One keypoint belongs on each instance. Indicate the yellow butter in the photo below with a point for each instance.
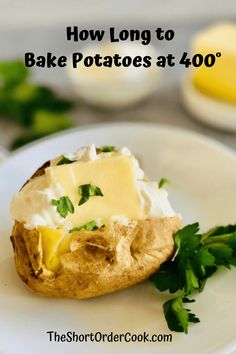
(114, 176)
(219, 81)
(51, 240)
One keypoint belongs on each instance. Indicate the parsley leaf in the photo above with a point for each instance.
(89, 226)
(64, 161)
(64, 206)
(37, 108)
(162, 182)
(87, 191)
(177, 316)
(107, 149)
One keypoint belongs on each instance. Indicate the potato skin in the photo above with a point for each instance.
(100, 261)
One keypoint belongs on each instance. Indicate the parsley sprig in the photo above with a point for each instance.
(197, 258)
(88, 190)
(64, 206)
(89, 226)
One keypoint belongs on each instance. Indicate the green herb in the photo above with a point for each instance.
(87, 191)
(64, 206)
(89, 226)
(197, 258)
(34, 107)
(43, 123)
(162, 182)
(107, 148)
(64, 161)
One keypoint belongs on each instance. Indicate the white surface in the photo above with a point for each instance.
(203, 173)
(115, 87)
(15, 13)
(208, 110)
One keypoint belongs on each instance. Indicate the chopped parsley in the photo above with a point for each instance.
(87, 191)
(197, 258)
(107, 149)
(162, 182)
(64, 206)
(89, 226)
(64, 161)
(177, 316)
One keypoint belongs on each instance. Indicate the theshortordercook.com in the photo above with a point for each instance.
(127, 337)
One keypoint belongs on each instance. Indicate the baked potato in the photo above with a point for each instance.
(89, 261)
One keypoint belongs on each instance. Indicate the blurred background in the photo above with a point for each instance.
(39, 101)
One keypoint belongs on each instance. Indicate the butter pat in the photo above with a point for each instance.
(219, 81)
(116, 179)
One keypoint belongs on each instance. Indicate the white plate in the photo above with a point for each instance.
(203, 173)
(216, 113)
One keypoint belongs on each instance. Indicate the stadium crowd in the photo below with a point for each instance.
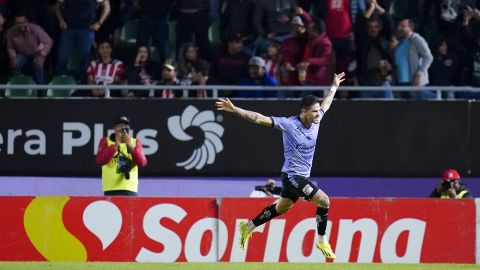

+---+

▶ [Task statement]
Rewrite everything from the line containing "Indicate the theshortordercook.com" down to the end of the lines above as a Markdown table with the columns "Entry" (a running number) and "Content" (the line). Skip blank lines and leave the pictures out.

▶ [Answer to the exercise]
| Entry | Content |
|---|---|
| 1 | One keypoint belongs on each instance. Indicate the theshortordercook.com in the photo above with a point for each instance. |
| 2 | (127, 337) |
| 3 | One keypoint belongs on each instance. Indicate the baked potato in the photo above with a point for each instance. |
| 4 | (89, 261) |
| 5 | One keypoint belongs on each instance. Indicate the blurred background in the photo above with a point for each instance. |
| 6 | (39, 101) |
| 7 | One keypoint belongs on each instance. Indicate the butter pat in the photo above with a point for each instance. |
| 8 | (219, 81) |
| 9 | (116, 179) |
| 10 | One keypoint belongs on each instance. Indicate the white plate in the photo above with a point for each instance. |
| 11 | (203, 173) |
| 12 | (216, 113) |
| 13 | One keypoint belongs on each instance. Indicate the stadium crowd in the photo below with a point for each instance. |